Saved entries
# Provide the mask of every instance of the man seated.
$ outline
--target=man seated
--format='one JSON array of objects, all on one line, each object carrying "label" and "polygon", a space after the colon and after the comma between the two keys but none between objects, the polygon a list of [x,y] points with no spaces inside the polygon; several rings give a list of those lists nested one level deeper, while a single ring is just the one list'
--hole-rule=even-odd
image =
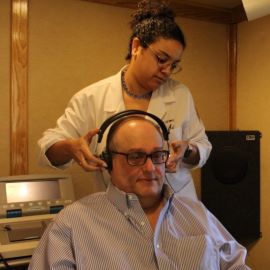
[{"label": "man seated", "polygon": [[167,150],[152,121],[133,115],[114,122],[107,191],[63,209],[29,269],[250,269],[246,249],[203,204],[166,183]]}]

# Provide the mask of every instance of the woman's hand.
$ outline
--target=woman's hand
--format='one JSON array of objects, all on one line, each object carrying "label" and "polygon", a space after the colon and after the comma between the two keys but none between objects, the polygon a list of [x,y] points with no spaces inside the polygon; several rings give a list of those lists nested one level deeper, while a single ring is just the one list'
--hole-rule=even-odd
[{"label": "woman's hand", "polygon": [[106,168],[107,164],[93,155],[89,148],[92,138],[98,131],[98,129],[93,129],[78,139],[59,141],[47,150],[46,156],[54,166],[61,166],[74,159],[85,171]]},{"label": "woman's hand", "polygon": [[98,131],[99,129],[91,130],[85,136],[72,140],[70,143],[70,151],[73,159],[85,171],[97,171],[107,167],[107,164],[100,158],[93,155],[89,149],[89,144]]},{"label": "woman's hand", "polygon": [[200,152],[198,147],[192,144],[192,152],[187,158],[184,158],[185,152],[189,147],[188,141],[175,140],[170,143],[170,156],[166,163],[166,171],[174,173],[177,171],[179,162],[183,161],[187,164],[197,165],[200,161]]},{"label": "woman's hand", "polygon": [[184,157],[185,151],[188,148],[188,141],[175,140],[170,143],[170,155],[166,163],[166,172],[175,173],[178,168],[178,163]]}]

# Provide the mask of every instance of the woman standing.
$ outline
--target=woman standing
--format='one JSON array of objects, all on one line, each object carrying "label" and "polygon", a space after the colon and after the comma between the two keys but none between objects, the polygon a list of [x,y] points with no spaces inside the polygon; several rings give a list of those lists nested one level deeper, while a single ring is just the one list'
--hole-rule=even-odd
[{"label": "woman standing", "polygon": [[113,114],[139,109],[157,115],[170,129],[168,181],[176,191],[196,198],[190,169],[206,162],[211,144],[190,91],[170,78],[181,69],[184,35],[172,10],[154,1],[138,4],[130,26],[127,65],[72,97],[57,126],[39,140],[41,162],[64,168],[74,160],[103,177],[106,164],[94,153],[98,127]]}]

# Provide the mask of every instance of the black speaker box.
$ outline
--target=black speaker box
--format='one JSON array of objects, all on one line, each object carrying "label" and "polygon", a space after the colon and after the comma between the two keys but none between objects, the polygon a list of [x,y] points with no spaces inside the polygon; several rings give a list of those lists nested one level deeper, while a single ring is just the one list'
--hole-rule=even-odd
[{"label": "black speaker box", "polygon": [[213,149],[201,170],[205,206],[236,239],[260,232],[259,131],[207,131]]}]

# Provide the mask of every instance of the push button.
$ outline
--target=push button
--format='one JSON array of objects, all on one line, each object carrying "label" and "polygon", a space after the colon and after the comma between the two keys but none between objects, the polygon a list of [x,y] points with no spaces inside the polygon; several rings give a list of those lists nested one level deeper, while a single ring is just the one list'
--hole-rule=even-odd
[{"label": "push button", "polygon": [[50,214],[57,214],[64,208],[63,205],[54,205],[50,207]]},{"label": "push button", "polygon": [[21,217],[21,216],[22,216],[21,209],[7,210],[7,218],[15,218],[15,217]]}]

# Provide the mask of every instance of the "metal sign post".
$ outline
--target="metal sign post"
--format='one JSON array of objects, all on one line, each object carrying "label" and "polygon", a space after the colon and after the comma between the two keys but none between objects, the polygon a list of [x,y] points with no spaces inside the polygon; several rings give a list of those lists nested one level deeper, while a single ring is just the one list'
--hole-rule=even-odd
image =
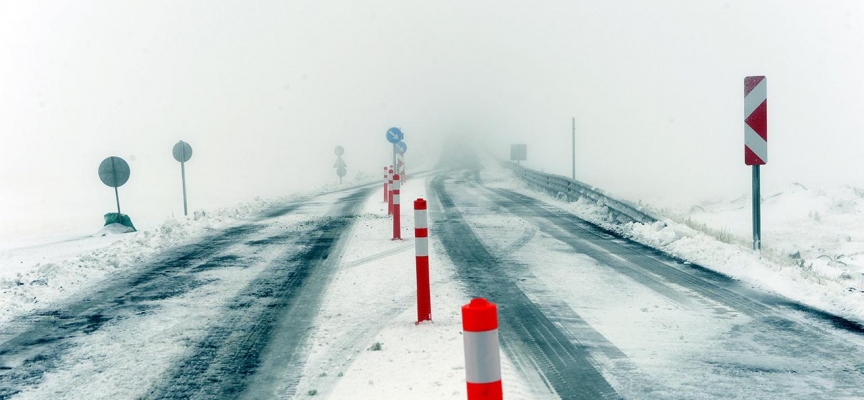
[{"label": "metal sign post", "polygon": [[174,145],[172,153],[174,159],[180,162],[180,176],[183,180],[183,215],[189,215],[189,209],[186,206],[186,161],[192,158],[192,146],[181,140]]},{"label": "metal sign post", "polygon": [[336,163],[333,164],[333,168],[336,168],[336,175],[339,176],[339,184],[342,184],[342,177],[348,173],[348,165],[345,164],[345,160],[342,159],[342,155],[345,154],[345,148],[342,146],[336,146],[333,149],[333,153],[336,154]]},{"label": "metal sign post", "polygon": [[117,216],[120,214],[120,193],[118,187],[129,180],[129,164],[120,157],[108,157],[99,164],[99,179],[106,186],[114,188],[114,198],[117,200]]},{"label": "metal sign post", "polygon": [[573,180],[576,180],[576,117],[573,117]]},{"label": "metal sign post", "polygon": [[744,78],[744,163],[753,166],[753,250],[762,250],[759,166],[768,163],[768,79]]}]

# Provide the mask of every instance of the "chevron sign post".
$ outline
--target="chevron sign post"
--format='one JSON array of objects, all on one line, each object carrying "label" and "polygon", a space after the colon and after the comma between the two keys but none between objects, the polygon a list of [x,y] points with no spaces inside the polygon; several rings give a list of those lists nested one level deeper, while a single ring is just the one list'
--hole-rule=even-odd
[{"label": "chevron sign post", "polygon": [[768,163],[768,79],[744,78],[744,163],[753,166],[753,250],[762,249],[759,166]]}]

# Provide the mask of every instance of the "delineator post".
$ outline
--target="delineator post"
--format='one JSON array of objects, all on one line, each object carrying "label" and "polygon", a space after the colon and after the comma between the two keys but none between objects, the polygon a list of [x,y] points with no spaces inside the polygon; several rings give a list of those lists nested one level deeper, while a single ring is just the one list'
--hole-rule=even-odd
[{"label": "delineator post", "polygon": [[417,255],[417,323],[432,320],[429,284],[429,226],[426,200],[414,200],[414,249]]},{"label": "delineator post", "polygon": [[478,298],[462,306],[468,400],[502,400],[498,306]]},{"label": "delineator post", "polygon": [[399,174],[393,175],[393,184],[390,186],[393,190],[390,191],[392,193],[390,198],[393,203],[393,240],[402,240],[402,227],[400,225],[401,212],[399,206]]},{"label": "delineator post", "polygon": [[387,215],[393,215],[393,167],[390,167],[387,182]]},{"label": "delineator post", "polygon": [[387,202],[387,184],[390,182],[390,175],[387,173],[387,167],[384,167],[384,202]]}]

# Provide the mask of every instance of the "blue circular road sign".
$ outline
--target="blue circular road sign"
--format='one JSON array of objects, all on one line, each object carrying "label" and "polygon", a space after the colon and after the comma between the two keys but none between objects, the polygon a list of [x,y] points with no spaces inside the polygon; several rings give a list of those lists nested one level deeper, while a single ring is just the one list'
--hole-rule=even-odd
[{"label": "blue circular road sign", "polygon": [[405,134],[402,133],[402,130],[397,127],[392,127],[387,130],[387,141],[393,144],[398,143],[400,140],[405,138]]},{"label": "blue circular road sign", "polygon": [[405,142],[398,142],[394,146],[396,146],[396,151],[399,152],[399,154],[405,154],[405,152],[408,151],[408,145],[405,144]]}]

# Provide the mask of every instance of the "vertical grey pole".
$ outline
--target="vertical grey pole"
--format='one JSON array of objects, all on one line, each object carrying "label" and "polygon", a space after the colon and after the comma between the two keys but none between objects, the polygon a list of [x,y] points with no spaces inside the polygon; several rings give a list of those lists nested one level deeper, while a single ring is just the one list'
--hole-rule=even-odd
[{"label": "vertical grey pole", "polygon": [[[186,149],[183,149],[183,153],[186,153]],[[186,158],[186,154],[183,154],[183,158]],[[180,176],[183,177],[183,215],[189,215],[189,211],[186,208],[186,163],[180,163]]]},{"label": "vertical grey pole", "polygon": [[116,186],[114,187],[114,198],[117,199],[117,218],[120,218],[120,193],[117,192]]},{"label": "vertical grey pole", "polygon": [[753,250],[762,250],[762,197],[759,194],[759,166],[753,166]]},{"label": "vertical grey pole", "polygon": [[573,180],[576,180],[576,117],[573,117]]},{"label": "vertical grey pole", "polygon": [[399,166],[396,165],[396,143],[393,143],[393,173],[399,173]]}]

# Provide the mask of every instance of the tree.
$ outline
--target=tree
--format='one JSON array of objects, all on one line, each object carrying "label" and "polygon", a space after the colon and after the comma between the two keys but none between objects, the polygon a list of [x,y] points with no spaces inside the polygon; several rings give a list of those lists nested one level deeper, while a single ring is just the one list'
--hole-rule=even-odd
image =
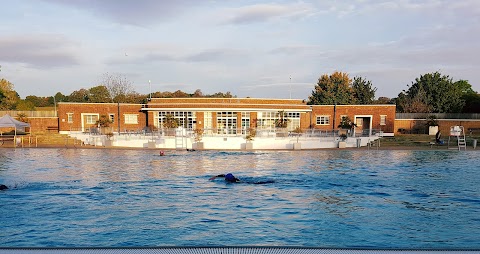
[{"label": "tree", "polygon": [[13,84],[6,79],[0,79],[0,110],[15,109],[20,96],[13,90]]},{"label": "tree", "polygon": [[375,101],[376,87],[372,87],[372,82],[362,77],[354,77],[352,83],[353,96],[357,104],[373,104]]},{"label": "tree", "polygon": [[[53,101],[53,98],[51,98],[51,101],[50,101],[51,104],[50,104],[50,105],[53,105],[54,102],[55,102],[55,103],[58,103],[58,102],[61,102],[61,101],[65,101],[65,102],[66,102],[66,101],[68,100],[67,96],[63,95],[61,92],[57,92],[57,93],[55,94],[55,96],[53,96],[53,97],[55,97],[55,101]],[[49,99],[50,99],[50,98],[49,98]]]},{"label": "tree", "polygon": [[25,97],[25,102],[29,102],[32,105],[34,105],[35,107],[48,107],[48,106],[50,106],[49,102],[48,102],[48,99],[46,97],[38,97],[38,96],[35,96],[35,95],[28,95],[27,97]]},{"label": "tree", "polygon": [[459,80],[455,85],[462,92],[462,99],[465,101],[463,106],[463,113],[478,113],[480,112],[480,94],[472,89],[472,85],[467,80]]},{"label": "tree", "polygon": [[203,97],[202,90],[200,90],[200,89],[195,90],[195,92],[193,93],[192,97],[195,97],[195,98],[201,98],[201,97]]},{"label": "tree", "polygon": [[107,88],[112,102],[124,102],[128,94],[135,92],[132,82],[120,74],[103,74],[100,85]]},{"label": "tree", "polygon": [[166,115],[163,121],[163,127],[167,129],[174,129],[180,126],[180,121],[176,119],[173,115]]},{"label": "tree", "polygon": [[[461,112],[465,100],[462,99],[464,88],[459,84],[454,83],[448,75],[439,72],[421,75],[412,82],[407,91],[399,94],[397,109],[406,113],[425,110],[432,113]],[[428,108],[425,108],[426,105]]]},{"label": "tree", "polygon": [[110,124],[112,123],[112,120],[110,120],[107,115],[101,115],[95,124],[100,127],[110,127]]},{"label": "tree", "polygon": [[330,76],[324,74],[318,79],[307,104],[345,105],[354,103],[354,92],[350,84],[351,80],[347,73],[336,71]]},{"label": "tree", "polygon": [[68,96],[68,101],[69,102],[88,102],[88,96],[90,92],[87,89],[80,89],[78,91],[73,91],[69,96]]},{"label": "tree", "polygon": [[90,88],[88,102],[110,102],[110,93],[105,86],[95,86]]},{"label": "tree", "polygon": [[374,104],[395,104],[395,99],[391,99],[388,97],[383,97],[380,96],[378,99],[374,102]]},{"label": "tree", "polygon": [[425,101],[427,94],[423,88],[419,88],[414,97],[409,97],[406,91],[401,92],[397,99],[397,111],[400,113],[428,113],[431,106]]},{"label": "tree", "polygon": [[15,109],[21,111],[34,111],[35,105],[31,101],[19,100],[15,106]]}]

TASK DESCRIPTION
Go through the records above and copy every line with the word "mask".

SOLUTION FOR THIS EXERCISE
# Provide the mask of every instance of the man seated.
# Provide the mask of every instance of the woman's hand.
# Provide the mask of every instance of the woman standing.
# Provide the mask of every instance of the black speaker box.
# Provide the mask of every instance of the push button.
# Provide the mask of every instance of the "metal sign post".
# Provide the mask of every instance of the "chevron sign post".
# Provide the mask of every instance of the "delineator post".
# Provide the mask of every instance of the "blue circular road sign".
# Provide the mask of every instance of the "vertical grey pole".
# Provide the mask of every instance of the tree.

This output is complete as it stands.